«Никто не запомнит всего, что он в жизни видел. Это невозможно, не нужно, и даже вредно, так как в поле зрения наблюдателя попадаются объекты важные и мелкие, приятные и досадные, воспринятые правильно или искаженно, сохранившиеся полно или отрывочно. Все это неизбежно мешает построить адекватную картину происходившего и оставляет, после процесса воспоминания, только впечатление, а отнюдь не знание».
Лев Гумилев. «Память и истина».
Кстати, вспомнил еще одну деталь гастрономического свойства. Папа временами заходил со мной в кулинарию при одном из продуктовых магазинов в Столешниковом переулке. Тогда (в период моего раннего детства, по-моему, классе в первом) там еще продавалась черная зернистая икра — как в больших, темно-голубых металлических банках, так и в более миниатюрных, стеклянных баночках, но тоже с голубыми металлическими крышечками. На крышечках всех банок, независимо от размера, была нарисована какая-то рыба из семейства осетровых — белуга, осетр или севрюга, на фоне черной зернистой икры. Мы прямо там открывали с папой (одним из его ножичков) наши баночки и угощались. В последующие годы зернистая черная икра стала исчезать из продажи, ее получала только мама в заказах (когда перешла из вольных художниц на службу в Министерство среднего и высшего образования, а затем — в Министерство культуры СССР), не считая тех баночек, что доставались по знакомству. Были металлические плоские круглые баночки и с лососевой, красной икрой, но на их крышках не имелось изображений лососевых рыб, а была изображена только сама красная икра, поверх которой шла соответствующая надпись золотыми буквами (например, «ИКРА КЕТОВАЯ» — будучи совсем маленьким, автор этих строк, помнится, наивно думал, что это икра не кЕтовая, а кИтовая, пока не узнал, что киты икру не мечут!). Я еще помню, как торговали в рыбных магазинах и «гастрономах» вразвес черной паюсной икрой, которую заворачивали в промасленную, так называемую пергаментную бумагу. Паюсная икра тоже была вкусна, но нравилась мне меньше зернистой, потому что прилипала к зубам…Со временем и она также потихоньку пропала из свободной продажи.
Чтобы не создавать слишком идиллической картины, вспомню и о том, что одно время из продажи исчезла гречневая крупа. Помню, бабушка и мама рано утром вставали и шли в наше домоуправление занимать очередь за гречкой (ее привозили прямо туда и там распределяли среди жильцов — естественно, не бесплатно, а за деньги). На эту тему даже сочинили анекдот:
— Какой у нас сейчас строй?
— Социализм.
— Почему?
— Потому что у нас маршал Гречко (тогдашний министр обороны СССР — В.А.)
— А когда наступит коммунизм?
— Когда у нас будет гречка без маршала!

**Задания**
[a] Ответьте на вопросы по тексту воспоминаний:
(i) В каком переулке находилась кулинария, куда папа заходил вместе с автором?
(ii) Какая надпись золотыми буквами приводится как пример на крышках баночек с красной икрой?
(iii) Куда бабушка и мама ходили рано утром занимать очередь за гречкой?
[b] Выведите без изменений строки записей от строки, содержащей «Indicate each instance of the red», до строки, содержащей «274), (326, 338)]», включительно.
Текст и записи никак не связаны друг с другом.

**Исходные записи**
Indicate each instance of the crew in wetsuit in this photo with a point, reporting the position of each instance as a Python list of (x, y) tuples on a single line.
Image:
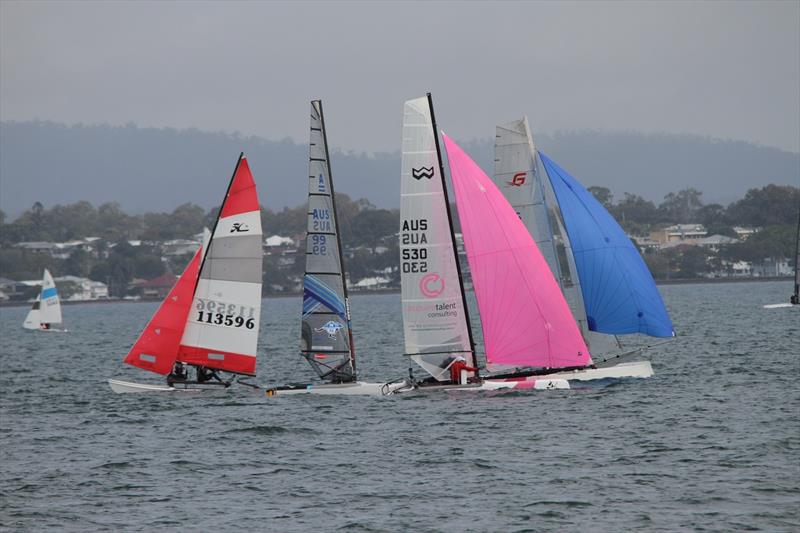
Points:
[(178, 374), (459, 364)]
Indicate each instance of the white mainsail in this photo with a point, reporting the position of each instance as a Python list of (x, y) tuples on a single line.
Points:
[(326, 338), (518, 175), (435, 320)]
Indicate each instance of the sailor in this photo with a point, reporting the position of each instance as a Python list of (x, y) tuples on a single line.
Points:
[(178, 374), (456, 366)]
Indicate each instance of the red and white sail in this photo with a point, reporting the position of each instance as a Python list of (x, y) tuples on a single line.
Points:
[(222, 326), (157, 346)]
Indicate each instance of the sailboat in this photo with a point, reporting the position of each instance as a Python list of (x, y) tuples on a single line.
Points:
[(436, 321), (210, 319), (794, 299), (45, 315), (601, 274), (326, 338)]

---

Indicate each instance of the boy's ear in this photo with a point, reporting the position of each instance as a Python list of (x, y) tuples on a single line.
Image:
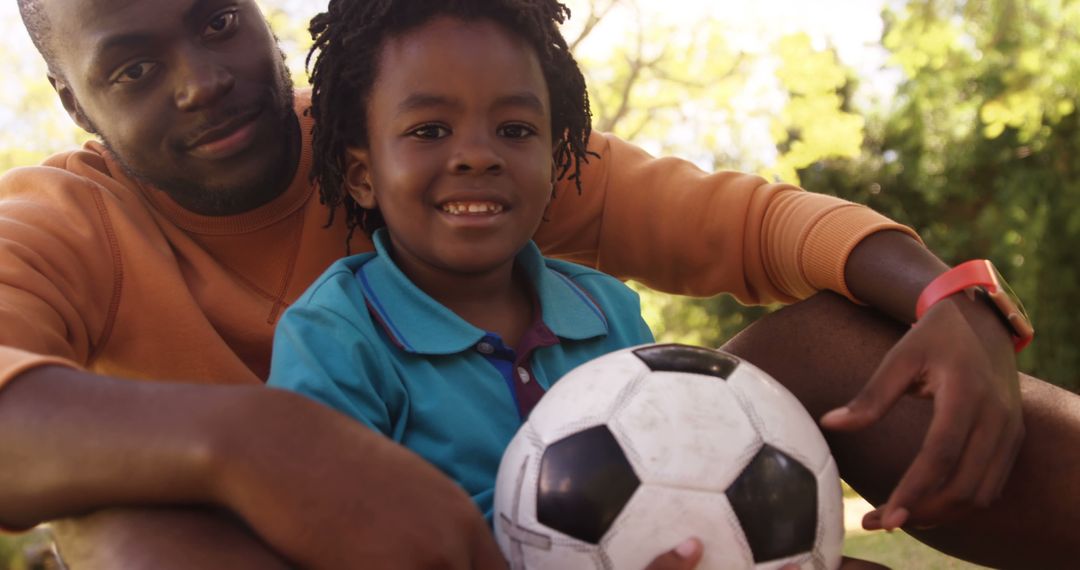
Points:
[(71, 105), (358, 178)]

**Ожидаемые результаты**
[a]
(i) В Столешниковом переулке.
(ii) «ИКРА КЕТОВАЯ».
(iii) В домоуправление.

[b]
Indicate each instance of the red and white sail in this photo with a point, reporting the position of each instance as a Python list of (x, y) tuples on a single line.
Points:
[(222, 326), (157, 346)]
Indicate each instance of the sailboat in this photo with a point, reporting the position of each instance as a Python list of (x, y) tuples on a single line.
Points:
[(436, 321), (210, 319), (794, 299), (45, 315), (601, 274), (326, 338)]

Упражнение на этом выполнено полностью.